**ASSIGNMENT**
Only one span of the listing below is wanted: the lines from the one with "In this picture, where can the clock tower" through the one with "In this picture, where can the low-rise", reproduced exactly, both ends kept.

**DATASET**
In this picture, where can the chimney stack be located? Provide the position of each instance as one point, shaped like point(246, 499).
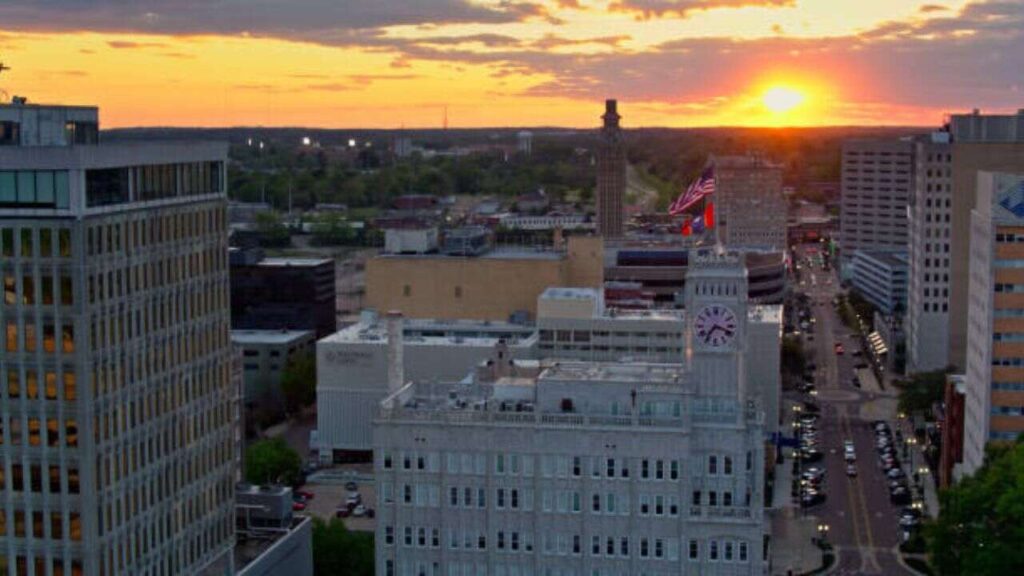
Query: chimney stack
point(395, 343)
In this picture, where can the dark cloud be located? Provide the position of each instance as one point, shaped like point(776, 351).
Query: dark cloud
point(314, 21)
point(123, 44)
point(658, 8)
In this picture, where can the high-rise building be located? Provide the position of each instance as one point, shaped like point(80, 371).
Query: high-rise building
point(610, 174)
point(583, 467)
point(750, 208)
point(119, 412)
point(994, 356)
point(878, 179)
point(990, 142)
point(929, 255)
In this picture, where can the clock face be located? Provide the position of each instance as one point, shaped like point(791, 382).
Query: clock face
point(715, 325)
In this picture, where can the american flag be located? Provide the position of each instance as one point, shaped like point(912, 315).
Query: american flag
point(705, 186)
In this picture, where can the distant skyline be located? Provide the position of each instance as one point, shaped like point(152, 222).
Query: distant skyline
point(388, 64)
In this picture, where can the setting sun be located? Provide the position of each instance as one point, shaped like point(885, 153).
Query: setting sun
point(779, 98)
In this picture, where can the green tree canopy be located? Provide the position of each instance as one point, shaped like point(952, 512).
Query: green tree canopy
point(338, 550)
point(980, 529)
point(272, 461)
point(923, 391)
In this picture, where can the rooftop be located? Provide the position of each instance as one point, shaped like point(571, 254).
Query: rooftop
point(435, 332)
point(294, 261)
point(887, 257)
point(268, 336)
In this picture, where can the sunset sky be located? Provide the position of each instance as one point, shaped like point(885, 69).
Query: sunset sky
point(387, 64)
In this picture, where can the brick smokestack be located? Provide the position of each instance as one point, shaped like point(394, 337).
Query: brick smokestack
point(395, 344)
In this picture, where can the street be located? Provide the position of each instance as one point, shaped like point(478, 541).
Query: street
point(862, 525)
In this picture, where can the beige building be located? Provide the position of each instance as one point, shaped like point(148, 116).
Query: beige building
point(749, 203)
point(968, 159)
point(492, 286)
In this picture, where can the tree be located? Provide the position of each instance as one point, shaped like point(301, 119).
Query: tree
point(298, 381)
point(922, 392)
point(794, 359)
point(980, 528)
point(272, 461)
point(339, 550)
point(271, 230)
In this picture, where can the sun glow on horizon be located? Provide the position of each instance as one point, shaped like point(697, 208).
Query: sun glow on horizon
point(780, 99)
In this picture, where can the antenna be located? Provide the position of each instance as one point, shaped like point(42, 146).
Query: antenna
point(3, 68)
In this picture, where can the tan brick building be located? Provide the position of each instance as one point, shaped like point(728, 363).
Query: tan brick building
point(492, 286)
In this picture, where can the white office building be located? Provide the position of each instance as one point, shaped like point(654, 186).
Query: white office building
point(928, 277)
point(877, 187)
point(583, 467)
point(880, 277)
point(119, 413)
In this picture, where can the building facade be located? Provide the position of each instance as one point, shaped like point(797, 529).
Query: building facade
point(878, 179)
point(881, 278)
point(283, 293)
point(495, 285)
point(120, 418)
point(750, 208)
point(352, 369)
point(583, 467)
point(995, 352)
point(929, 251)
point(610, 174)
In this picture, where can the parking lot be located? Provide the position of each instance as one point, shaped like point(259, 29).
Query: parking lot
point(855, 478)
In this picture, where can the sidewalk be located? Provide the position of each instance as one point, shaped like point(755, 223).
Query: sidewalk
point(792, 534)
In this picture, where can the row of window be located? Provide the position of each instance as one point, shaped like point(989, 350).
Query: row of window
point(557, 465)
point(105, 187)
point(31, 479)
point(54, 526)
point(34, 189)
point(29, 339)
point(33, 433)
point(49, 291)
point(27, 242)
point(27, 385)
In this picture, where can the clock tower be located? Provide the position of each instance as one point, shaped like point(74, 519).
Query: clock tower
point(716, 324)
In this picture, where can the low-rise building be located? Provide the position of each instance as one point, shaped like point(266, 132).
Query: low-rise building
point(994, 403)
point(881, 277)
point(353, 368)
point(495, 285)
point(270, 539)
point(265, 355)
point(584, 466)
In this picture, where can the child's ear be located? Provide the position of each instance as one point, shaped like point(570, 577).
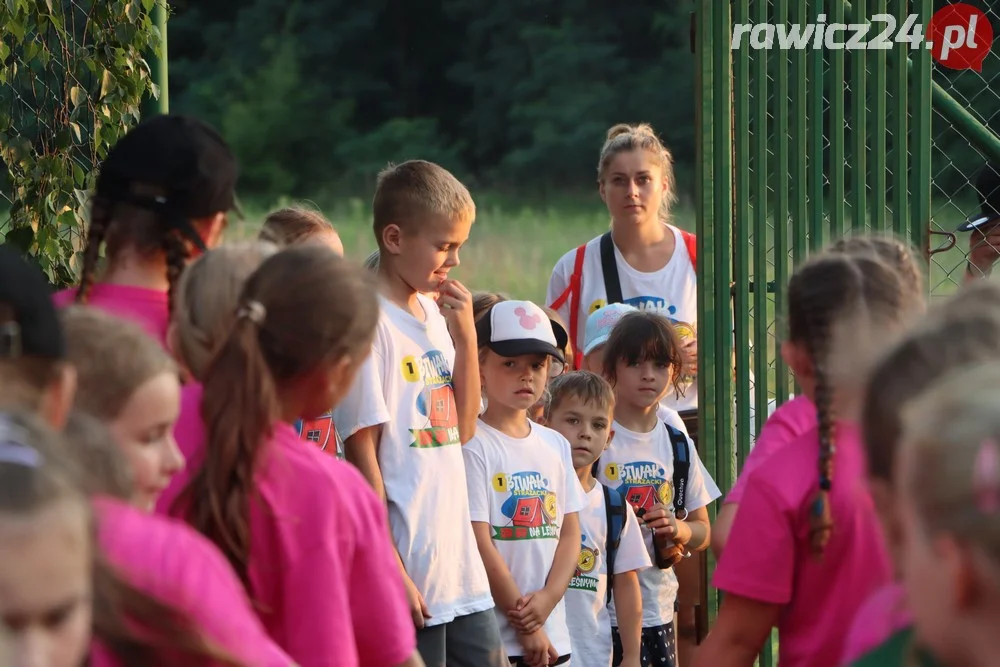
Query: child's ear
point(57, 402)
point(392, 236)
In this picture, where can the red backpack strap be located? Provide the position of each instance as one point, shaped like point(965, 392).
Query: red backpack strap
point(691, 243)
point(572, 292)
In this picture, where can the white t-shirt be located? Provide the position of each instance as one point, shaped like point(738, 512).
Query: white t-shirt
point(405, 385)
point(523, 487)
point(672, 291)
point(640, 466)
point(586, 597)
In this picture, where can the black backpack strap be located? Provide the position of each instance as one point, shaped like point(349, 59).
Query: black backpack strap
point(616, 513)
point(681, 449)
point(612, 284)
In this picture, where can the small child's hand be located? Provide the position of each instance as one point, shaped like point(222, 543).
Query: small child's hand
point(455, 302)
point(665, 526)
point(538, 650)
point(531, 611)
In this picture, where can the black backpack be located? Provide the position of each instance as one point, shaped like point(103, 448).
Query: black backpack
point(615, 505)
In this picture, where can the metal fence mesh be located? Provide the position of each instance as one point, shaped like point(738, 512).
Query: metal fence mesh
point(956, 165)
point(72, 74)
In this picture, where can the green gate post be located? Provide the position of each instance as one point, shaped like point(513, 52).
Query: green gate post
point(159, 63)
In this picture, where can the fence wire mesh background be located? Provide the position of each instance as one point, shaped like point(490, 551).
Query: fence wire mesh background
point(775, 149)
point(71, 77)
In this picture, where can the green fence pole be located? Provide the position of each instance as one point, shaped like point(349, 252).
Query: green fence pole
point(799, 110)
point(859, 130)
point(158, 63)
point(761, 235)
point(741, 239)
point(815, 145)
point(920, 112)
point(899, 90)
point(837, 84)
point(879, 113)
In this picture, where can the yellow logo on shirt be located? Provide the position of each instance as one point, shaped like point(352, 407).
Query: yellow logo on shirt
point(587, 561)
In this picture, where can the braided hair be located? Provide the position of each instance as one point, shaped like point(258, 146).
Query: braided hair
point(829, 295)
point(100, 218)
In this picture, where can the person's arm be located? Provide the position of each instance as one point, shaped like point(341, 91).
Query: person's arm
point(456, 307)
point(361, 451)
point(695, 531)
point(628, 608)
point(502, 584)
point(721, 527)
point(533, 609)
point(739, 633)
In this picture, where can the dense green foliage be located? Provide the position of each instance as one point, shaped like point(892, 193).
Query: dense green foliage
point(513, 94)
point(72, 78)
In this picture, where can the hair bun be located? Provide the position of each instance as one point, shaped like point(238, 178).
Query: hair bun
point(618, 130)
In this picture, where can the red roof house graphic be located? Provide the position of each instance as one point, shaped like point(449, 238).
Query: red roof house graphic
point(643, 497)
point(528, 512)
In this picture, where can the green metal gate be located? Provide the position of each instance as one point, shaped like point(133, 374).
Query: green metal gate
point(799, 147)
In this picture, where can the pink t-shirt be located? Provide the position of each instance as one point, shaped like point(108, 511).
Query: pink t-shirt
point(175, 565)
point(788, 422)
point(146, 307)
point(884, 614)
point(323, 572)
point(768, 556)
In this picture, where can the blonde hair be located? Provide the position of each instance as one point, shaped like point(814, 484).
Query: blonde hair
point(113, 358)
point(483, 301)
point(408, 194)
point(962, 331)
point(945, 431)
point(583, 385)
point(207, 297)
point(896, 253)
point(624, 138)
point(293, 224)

---

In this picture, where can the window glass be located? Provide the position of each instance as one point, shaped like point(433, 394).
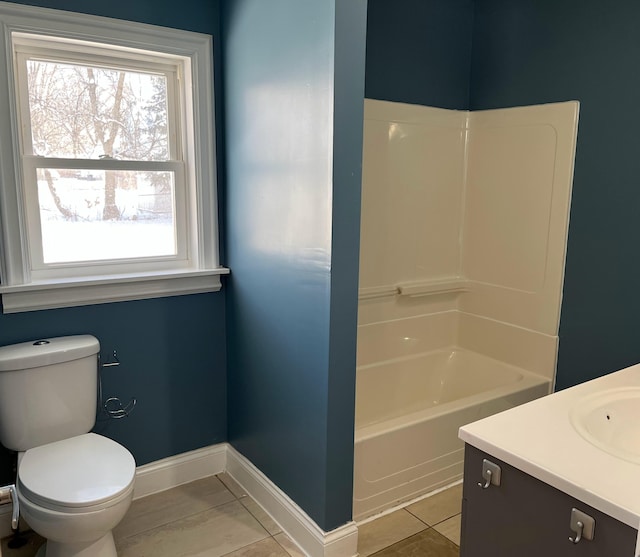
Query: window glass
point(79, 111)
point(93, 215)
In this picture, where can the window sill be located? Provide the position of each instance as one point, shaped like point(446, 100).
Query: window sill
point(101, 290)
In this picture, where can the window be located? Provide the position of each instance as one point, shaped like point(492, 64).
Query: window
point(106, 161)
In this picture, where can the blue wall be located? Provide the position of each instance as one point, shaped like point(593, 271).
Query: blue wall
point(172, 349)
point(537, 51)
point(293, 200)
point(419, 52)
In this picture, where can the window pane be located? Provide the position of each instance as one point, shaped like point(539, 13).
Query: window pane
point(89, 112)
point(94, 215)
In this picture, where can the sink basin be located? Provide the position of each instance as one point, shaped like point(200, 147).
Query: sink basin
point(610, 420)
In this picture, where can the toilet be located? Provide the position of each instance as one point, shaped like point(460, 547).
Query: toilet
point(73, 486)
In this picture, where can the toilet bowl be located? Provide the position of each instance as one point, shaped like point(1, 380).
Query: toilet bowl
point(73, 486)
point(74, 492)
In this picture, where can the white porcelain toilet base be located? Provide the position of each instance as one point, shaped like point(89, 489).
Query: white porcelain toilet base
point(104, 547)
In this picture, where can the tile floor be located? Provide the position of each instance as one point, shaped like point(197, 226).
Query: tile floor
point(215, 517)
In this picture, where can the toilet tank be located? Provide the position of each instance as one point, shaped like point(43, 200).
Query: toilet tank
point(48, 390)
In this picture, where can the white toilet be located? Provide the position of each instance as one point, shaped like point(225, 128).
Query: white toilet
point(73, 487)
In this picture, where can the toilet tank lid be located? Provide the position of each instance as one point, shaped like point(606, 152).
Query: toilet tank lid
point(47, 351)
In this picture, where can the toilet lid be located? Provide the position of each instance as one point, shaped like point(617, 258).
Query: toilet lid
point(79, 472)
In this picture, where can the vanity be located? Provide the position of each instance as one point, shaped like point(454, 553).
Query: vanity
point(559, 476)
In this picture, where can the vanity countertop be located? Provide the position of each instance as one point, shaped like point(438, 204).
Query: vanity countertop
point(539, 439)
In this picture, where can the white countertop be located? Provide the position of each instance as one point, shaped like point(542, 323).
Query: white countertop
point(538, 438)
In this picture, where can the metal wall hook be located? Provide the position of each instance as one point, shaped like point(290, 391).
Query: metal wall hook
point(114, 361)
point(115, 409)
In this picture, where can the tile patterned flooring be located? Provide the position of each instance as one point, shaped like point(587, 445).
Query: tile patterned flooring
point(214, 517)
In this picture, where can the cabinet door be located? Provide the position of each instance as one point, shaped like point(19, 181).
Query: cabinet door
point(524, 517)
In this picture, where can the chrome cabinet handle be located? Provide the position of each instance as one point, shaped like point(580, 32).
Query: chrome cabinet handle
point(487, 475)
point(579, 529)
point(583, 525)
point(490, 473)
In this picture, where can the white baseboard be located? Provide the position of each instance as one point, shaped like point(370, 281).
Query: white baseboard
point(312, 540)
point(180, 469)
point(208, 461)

**EXPECTED ANSWER**
In this picture, where can the clock tower be located? Provide the position of each instance as one point, shaped like point(74, 519).
Query: clock tower
point(716, 324)
In this picture, where can the low-rise building be located? Provide the position of each instance as one point, shaped like point(266, 132).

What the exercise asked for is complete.